| REQUIRED ACTION |
Answer these questions from the passage on Seattle crime novels:
1. In what year did Newton Thornburg die, and at what age?
2. What is the title of the latest Thomas Black mystery named in the passage, and in what year did it appear?
3. Which press reissued many of Jack Olsen's books?

| PASSAGE TO READ |
►
Note: Jance, now 74, splits her time between Seattle and Arizona. Part of standard Jance lore is that she used a gender-neutral pen name because a publisher told her that readers wouldn’t buy books written by a woman about a male detective. Quite the opposite of today, when male authors (A.J. Finn, Riley Sager, S.J. Watson, et al) routinely adopt androgynous pseudonyms to break into the suspense subgenres now dominated by women.

Nervous Laughter, Earl Emerson (1986)

Quote: “Two angry rain showers doused us on our short journey, but the street was dry when we parked on Third Avenue. Seattle was like that. If you don’t like the weather, stick around five minutes.”

Note: The Thomas Black mysteries were the ideal blend of Seattle aesthetics and snappy-shamus wordplay, and over 33 years, Black has aged little but grouses much. In the latest Black mystery, 2018’s Jackson Street, Black grumbles: “I hated what growth was doing to the city, but nobody was asking me.”

A Man's Game, Newton Thornburg (1996)

Quote: “The next morning was a little too perfect for an old Seattleite like Baird. There was a stiff breeze blowing out of the north, holding the temperature in the high sixties and scouring the air so vigorously that the city’s streets and buildings seemed to sparkle in the brilliant sun. Flags spanked and trees shimmered, and down the hill the Sound was a lake of blue fire rimmed by the green of the peninsula, above which the Olympics soared snowcapped and jagged, as if they had been placed there by the Chamber of Commerce.”

Note: Thornburg is revered by hardcore crime-fiction fans for his 1976 novel Cutter and Bone, which became an equally fetishized 1981 film, Cutter’s Way, starring John Heard and Jeff Bridges. But he lived in Seattle for the last 31 years of his life, dying in 2011 at age 82, and set a couple of novels there, including 1990’s The Lion at the Door. He published fewer than ten novels in a career cut short by a 1996 stroke.

Have You Seen My Son? Jack Olsen (1982)

Quote: “Far across the Sound, Seattle’s new buildings shimmered in the April sun like rock candy. A row of cormorants rode serenely past on a gravel barge; an auklet pecked at a slick. The lovely light-struck scene made her smile. She shut her eyes and sucked in the salty air with a sybaritic hiss. She asked herself if there was life after separation and decided that the answer was yes, provided the weather held up.”

Note: This was the last of six novels written by Olsen, the author of nearly forty books who was known for decades as “the dean of true crime” (though he despised the term). Olsen, a Philadelphia native, lived in Western Washington from the early 1970s until his 2002 death. Many of his books, including this one, were reissued by Crime Rant Press, run by Gregg Olsen, another Western Washington author of fiction and true crime — and yet, no relation.

Thick as Thieves, Neil Low (2008)
◄
| INFORMATION SUPPLIED |
►
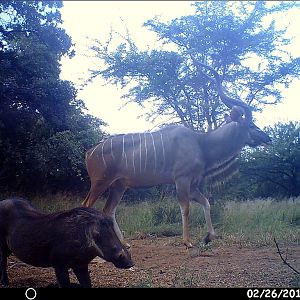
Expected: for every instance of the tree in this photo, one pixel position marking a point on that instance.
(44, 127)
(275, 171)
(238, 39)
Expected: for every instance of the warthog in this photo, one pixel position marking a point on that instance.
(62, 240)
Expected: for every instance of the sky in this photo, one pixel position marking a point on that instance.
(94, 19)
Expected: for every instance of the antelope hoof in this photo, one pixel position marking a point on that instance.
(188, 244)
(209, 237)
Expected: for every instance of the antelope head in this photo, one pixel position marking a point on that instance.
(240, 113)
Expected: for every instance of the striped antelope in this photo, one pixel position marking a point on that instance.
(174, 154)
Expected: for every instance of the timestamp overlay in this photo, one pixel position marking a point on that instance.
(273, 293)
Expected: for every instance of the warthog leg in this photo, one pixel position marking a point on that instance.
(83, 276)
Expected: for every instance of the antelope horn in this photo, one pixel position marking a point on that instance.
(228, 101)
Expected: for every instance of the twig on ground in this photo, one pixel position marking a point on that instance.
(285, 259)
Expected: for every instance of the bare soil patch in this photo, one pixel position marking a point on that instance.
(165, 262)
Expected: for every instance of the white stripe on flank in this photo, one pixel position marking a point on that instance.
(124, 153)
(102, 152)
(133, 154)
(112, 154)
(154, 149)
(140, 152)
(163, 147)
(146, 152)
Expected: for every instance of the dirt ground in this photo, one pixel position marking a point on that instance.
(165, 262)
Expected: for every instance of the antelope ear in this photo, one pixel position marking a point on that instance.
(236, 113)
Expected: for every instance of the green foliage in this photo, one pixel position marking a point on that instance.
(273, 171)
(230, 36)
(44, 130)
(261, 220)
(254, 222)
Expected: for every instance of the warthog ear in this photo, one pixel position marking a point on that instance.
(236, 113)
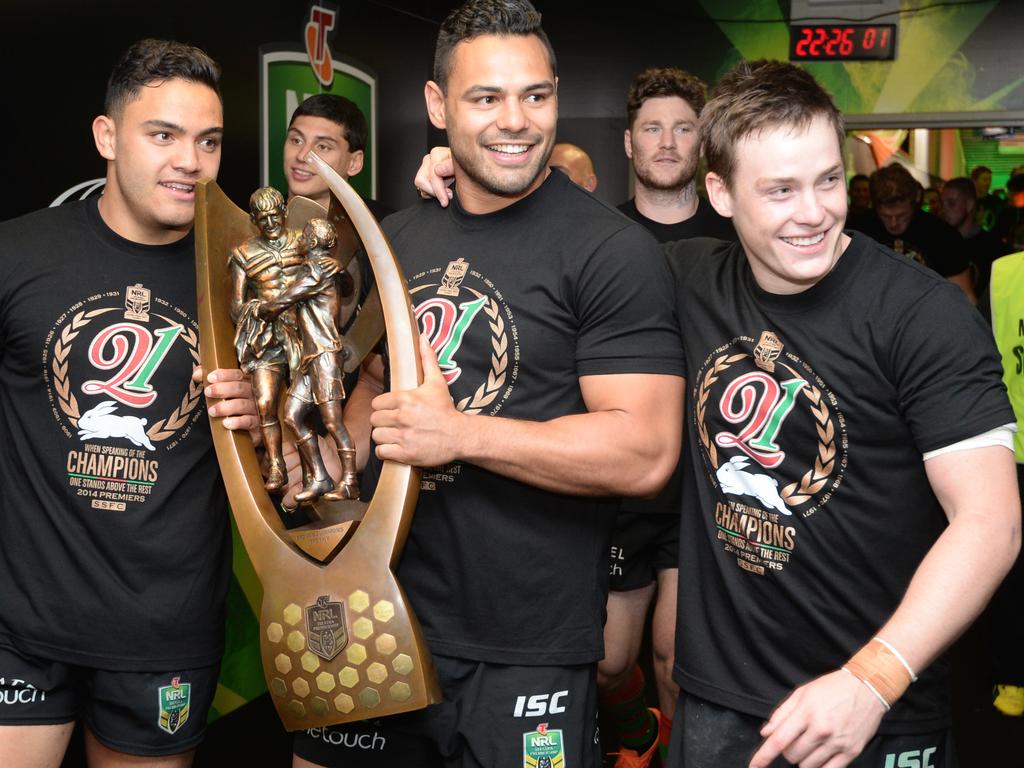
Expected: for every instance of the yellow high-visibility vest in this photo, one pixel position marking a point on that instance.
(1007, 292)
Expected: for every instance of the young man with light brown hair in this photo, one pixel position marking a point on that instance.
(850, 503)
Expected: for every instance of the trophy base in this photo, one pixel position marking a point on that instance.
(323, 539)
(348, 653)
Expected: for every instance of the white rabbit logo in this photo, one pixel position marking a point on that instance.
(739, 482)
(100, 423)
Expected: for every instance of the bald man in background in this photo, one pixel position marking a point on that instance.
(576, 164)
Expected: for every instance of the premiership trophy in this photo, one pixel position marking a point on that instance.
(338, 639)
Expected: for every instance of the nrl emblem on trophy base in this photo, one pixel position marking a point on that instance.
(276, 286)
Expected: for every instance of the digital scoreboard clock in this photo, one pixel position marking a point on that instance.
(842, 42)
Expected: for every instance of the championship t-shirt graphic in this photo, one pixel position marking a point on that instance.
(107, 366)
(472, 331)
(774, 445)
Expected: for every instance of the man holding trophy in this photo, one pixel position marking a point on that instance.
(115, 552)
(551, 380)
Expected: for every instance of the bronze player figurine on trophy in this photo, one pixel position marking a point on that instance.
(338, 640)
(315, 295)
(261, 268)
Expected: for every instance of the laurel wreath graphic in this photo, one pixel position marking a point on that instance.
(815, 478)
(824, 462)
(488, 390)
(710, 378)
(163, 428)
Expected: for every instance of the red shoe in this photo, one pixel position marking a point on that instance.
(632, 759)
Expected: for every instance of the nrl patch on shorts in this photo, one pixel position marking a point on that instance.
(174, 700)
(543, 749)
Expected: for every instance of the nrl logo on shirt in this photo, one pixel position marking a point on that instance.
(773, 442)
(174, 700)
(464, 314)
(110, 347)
◄
| EXERCISE ANSWER |
1. 2011, at age 82.
2. Jackson Street, 2018.
3. Crime Rant Press.